Task goal
Your response should consist solely of the lines from the one containing "Get bounding boxes for hat" through the end of the data, copied exactly.

---

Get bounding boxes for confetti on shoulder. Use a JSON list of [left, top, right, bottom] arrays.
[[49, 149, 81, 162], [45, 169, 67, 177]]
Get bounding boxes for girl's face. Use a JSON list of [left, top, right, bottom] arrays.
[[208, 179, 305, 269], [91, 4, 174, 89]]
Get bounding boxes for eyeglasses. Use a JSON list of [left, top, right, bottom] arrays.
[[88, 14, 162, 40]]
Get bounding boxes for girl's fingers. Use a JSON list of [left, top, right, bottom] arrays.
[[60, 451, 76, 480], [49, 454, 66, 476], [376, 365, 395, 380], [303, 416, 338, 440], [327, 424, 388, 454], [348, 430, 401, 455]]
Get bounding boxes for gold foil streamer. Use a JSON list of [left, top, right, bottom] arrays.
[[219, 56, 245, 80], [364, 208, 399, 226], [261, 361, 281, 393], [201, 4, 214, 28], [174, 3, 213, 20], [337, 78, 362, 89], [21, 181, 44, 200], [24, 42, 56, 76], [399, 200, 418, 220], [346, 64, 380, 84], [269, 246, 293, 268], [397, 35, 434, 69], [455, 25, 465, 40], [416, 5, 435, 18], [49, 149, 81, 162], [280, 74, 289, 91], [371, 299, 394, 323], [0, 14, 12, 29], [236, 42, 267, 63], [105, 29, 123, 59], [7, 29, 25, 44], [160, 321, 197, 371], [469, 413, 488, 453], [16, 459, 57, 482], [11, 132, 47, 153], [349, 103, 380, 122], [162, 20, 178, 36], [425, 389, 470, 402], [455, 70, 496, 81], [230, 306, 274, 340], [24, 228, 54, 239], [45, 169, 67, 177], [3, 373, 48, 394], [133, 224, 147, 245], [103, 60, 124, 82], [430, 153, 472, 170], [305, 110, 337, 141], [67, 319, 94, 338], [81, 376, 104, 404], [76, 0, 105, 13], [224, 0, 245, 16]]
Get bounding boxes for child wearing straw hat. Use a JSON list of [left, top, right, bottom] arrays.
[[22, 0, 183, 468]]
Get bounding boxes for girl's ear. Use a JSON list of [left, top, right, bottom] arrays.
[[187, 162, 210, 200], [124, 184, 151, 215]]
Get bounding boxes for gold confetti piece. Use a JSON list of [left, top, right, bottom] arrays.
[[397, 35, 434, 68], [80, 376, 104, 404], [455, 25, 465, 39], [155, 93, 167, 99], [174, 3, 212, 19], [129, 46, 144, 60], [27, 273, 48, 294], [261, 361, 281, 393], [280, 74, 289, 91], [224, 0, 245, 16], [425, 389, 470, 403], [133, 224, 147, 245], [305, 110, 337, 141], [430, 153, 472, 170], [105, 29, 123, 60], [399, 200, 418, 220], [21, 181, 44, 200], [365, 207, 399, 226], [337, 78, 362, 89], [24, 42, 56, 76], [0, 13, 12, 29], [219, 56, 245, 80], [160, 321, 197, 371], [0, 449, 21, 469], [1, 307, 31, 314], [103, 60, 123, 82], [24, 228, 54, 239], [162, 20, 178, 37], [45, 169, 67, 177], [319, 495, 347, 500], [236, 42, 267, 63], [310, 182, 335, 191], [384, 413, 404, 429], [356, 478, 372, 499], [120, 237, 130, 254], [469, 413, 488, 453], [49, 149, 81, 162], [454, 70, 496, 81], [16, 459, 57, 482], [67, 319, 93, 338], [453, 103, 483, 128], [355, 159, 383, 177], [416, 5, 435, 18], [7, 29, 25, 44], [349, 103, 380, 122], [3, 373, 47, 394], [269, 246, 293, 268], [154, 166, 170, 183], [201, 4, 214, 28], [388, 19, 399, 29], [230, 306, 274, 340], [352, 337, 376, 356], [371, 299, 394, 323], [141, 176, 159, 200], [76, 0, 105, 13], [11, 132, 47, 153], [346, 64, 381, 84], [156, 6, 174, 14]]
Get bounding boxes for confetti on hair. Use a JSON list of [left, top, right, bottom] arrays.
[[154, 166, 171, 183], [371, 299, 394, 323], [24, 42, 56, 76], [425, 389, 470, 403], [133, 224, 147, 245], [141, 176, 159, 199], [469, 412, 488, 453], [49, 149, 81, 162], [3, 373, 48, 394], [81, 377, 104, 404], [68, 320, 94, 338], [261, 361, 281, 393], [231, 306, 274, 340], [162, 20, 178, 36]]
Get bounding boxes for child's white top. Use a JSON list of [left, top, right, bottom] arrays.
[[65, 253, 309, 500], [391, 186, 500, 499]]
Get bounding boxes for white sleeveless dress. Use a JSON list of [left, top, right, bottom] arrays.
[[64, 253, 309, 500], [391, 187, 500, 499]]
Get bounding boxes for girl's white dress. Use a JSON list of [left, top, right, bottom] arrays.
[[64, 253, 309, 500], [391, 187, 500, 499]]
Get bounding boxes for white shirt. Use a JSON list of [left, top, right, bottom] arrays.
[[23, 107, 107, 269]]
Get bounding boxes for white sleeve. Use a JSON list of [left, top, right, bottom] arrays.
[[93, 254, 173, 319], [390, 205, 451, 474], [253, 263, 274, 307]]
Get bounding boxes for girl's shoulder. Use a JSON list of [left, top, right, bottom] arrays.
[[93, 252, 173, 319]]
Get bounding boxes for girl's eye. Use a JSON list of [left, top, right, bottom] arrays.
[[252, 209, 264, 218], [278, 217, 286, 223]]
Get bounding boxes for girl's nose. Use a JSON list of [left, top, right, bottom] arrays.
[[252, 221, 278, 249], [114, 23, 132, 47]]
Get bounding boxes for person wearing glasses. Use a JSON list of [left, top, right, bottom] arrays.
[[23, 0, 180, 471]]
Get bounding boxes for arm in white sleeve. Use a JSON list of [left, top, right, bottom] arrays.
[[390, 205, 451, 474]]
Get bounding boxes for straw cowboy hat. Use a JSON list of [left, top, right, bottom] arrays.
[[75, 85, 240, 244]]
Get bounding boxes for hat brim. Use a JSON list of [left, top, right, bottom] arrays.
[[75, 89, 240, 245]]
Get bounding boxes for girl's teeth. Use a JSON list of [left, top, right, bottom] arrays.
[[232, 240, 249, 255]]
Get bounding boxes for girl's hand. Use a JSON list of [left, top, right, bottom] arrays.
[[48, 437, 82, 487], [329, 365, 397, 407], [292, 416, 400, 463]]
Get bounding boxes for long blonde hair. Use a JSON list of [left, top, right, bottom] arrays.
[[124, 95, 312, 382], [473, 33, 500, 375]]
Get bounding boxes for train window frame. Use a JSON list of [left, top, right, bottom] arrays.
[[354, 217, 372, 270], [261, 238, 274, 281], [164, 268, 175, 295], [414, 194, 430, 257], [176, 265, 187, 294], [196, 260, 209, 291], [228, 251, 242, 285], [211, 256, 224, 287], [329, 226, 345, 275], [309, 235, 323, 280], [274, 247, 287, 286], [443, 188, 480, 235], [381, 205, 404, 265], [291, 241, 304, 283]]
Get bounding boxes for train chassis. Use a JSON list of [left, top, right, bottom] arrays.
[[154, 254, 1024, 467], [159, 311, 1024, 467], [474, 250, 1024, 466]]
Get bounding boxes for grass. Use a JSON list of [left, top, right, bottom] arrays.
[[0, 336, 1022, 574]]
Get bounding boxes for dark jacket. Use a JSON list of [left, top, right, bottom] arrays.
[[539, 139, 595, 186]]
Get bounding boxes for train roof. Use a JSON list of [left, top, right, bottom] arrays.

---

Solution to this task
Get bounding boxes for hat brim. Use a JSON list of [left, top, right, bottom] arrays.
[[75, 89, 240, 245]]
Get bounding boxes for girl's teeth. Use a JSON list of [left, top, right, bottom] arrays.
[[232, 240, 249, 255]]
Get bounding boxes for girl's hand. Use a JSON list of [left, top, right, bottom] arrays.
[[48, 437, 82, 487], [329, 365, 397, 407], [292, 416, 400, 463]]
Get bounding boxes for long blonde hair. Use a JSON list of [left, top, right, bottom] arrays.
[[124, 95, 312, 382], [473, 33, 500, 375]]
Get bounding boxes for train window frame. Use a JSON list of [left, top, right, bottom] arrays.
[[354, 217, 372, 270], [261, 238, 274, 281], [164, 268, 175, 295], [414, 194, 430, 257], [176, 265, 187, 294], [196, 260, 209, 291], [228, 251, 242, 285], [211, 256, 224, 287], [329, 226, 345, 275], [309, 235, 323, 280], [274, 247, 287, 286], [443, 188, 480, 235], [381, 205, 404, 265], [291, 241, 304, 283]]
Get bounding boxes for train chassis. Use a JSON list of [left, top, right, bottom] arrays.
[[154, 254, 1024, 467], [159, 311, 1024, 467], [474, 250, 1024, 466]]
Get bounding boxes for grass. Use a JSON list of [left, top, right, bottom] arrays.
[[0, 336, 1022, 574]]
Get bounding boxes for dark jacket. Use a JSON list of [left, top, right, bottom] arrays.
[[539, 139, 595, 186]]
Get bounding boxes for train roof. Use a JSON list of [left, top, right, bottom] arrays.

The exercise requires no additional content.